◆ Passage to read ◆
....................
Lewis Moody talks about managing his ulcerative colitis

Playing for England in the 2003 World Cup Image copyright David Davies/PA
Image caption Lewis Moody helped England win the World Cup in 2003

Former England captain Lewis Moody was given the nickname 'Mad Dog' during his rugby-playing days, such was his fearless commitment to club and country.

Yet, at the same time, unbeknown to his team-mates, friends and coaches, the England flanker was committed to fighting another very different foe.

Moody was diagnosed with an inflammatory bowel disease called ulcerative colitis in 2005, but kept his condition secret while continuing to play top-level rugby.

Now retired, he wants to raise awareness of the Crohn's and Colitis UK charity which helps around 260,000 people in the UK with this type of disease.

He admits that his battle against colitis has been extremely difficult.

"In 2008 I had a really bad flare-up. I lost 10kg [22lb] of weight in about 10 days. I was losing blood, I felt awful and I just wanted to sleep the whole time.

"I couldn't leave the house. Getting out of the front door was a challenge in itself. The disease was making life really difficult."

By that stage, he had got used to rushing to the nearest toilet several times on the way to training and found himself regularly walking out of the tunnel at the start of a match, only to run back down it again to find the facilities.

Moody even moved house to be closer to the training ground because of his feelings of urgency, which are common to sufferers of both ulcerative colitis and Crohn's disease.

Other symptoms can include diarrhoea, pain, anaemia, fatigue and sometimes inflammation of the joints, skin, liver and eyes.

When he did eventually talk to players and coaches about his condition, they already knew something was wrong, and he felt relieved to be able to talk about it.

Using medication, Moody had been able to keep his colitis under control but after years of taking painkillers and anti-inflammatories for rugby injuries he felt "like a walking medicine cabinet" - and stopped taking everything.

He decided to strip his diet right back to alleviate his symptoms, and then reintroduce different foods a week at a time to work out what his body could tolerate.

Eating oily fish and boiled chicken and carrots for an extended period wasn't pleasant, he says, but he did learn that cutting out red meat, dairy, spicy foods and caffeine meant he did not have to start taking medication again.

Image copyright Matthew Peters
Image caption Lewis Moody and Darren Fletcher have both suffered with ulcerative colitis

Since retiring from rugby in 2011, he has reintroduced some dairy produce into his diet without any problems.

"I'm lucky I managed to find a way to control it, but everyone has got their own way and their own regime," he says.

Manchester United footballer Darren Fletcher, who joined Moody to launch United for Colitis in aid of the charity Crohn's and Colitis UK, recently returned to playing for the club after a year out following surgery to help control his ulcerative colitis.

Everybody has a different form of inflammatory bowel disease, says Sarah Rogers from Crohn's and Colitis UK, and that is why it is so awkward to treat.

"If you're lucky, you can manage it on a diet alone - by avoiding foods that cause a flare-up. But if unlucky, you may need to take a form of anti-inflammatory for the rest of your life or have an operation. Even surgery is no guarantee of a cure."

Many people with the disease end up severely ill and housebound because they are petrified of having an accident. It can also have a significant impact on their work and social life.

Around 260,000 people are affected by Crohn's and colitis in the UK and there are up to 18,000 new cases a year. It is particularly common in developed countries.

New research is focusing on what could trigger the disease in individuals and on the role of bacteria in the gut.

At present, scientists think that both Crohn's and colitis are caused by a combination of factors including the genes we are born with, how our digestive systems react to bacteria in the intestine and a set of unknown triggers which could include viruses, stress and diet.

Moody is proud that, despite his debilitating illness, he never missed a game and still wanted to train.

"I've dealt with lots of injuries before and needed a determined mindset to get through them. With this, it was the same. I didn't want to let it beat me."

"I didn't want to be defined by it. It was just another hurdle to overcome," he says.

England's 'Mad Dog' knows no other way.
....................
◆ Directions for this task ◆
In the article above about Lewis Moody and ulcerative colitis, why did Moody stop taking all his medication? Please answer in one to three sentences.

◆ Dataset excerpts ◆
....................
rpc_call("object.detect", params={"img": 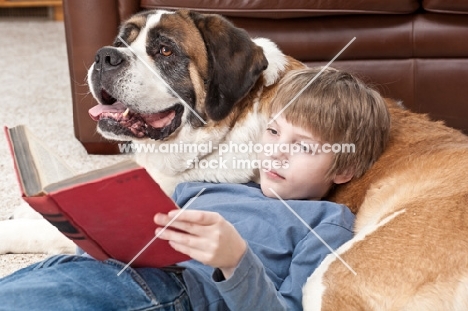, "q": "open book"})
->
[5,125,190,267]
....................
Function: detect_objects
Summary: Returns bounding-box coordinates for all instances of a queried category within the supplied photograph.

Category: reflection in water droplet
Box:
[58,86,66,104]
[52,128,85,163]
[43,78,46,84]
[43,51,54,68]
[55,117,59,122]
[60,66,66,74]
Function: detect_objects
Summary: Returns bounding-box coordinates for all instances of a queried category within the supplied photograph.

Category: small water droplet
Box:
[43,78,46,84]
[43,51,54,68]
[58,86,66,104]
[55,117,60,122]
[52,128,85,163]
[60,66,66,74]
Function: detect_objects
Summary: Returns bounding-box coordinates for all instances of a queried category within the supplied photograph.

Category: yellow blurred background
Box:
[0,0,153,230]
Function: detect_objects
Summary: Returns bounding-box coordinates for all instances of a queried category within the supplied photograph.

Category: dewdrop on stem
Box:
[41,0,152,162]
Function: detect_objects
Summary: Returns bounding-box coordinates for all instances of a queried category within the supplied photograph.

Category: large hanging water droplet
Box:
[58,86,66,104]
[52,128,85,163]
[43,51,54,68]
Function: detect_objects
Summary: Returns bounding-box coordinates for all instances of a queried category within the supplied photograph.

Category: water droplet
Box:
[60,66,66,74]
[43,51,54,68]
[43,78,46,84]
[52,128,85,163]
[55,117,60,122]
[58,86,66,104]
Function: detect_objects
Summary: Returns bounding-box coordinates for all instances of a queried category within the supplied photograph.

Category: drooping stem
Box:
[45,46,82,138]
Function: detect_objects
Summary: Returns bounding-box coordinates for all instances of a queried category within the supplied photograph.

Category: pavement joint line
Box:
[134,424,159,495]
....................
◆ Reply to the task ◆
After years of taking painkillers and anti-inflammatories for rugby injuries, Moody felt "like a walking medicine cabinet," so he stopped taking everything. He then stripped his diet right back to ease his symptoms.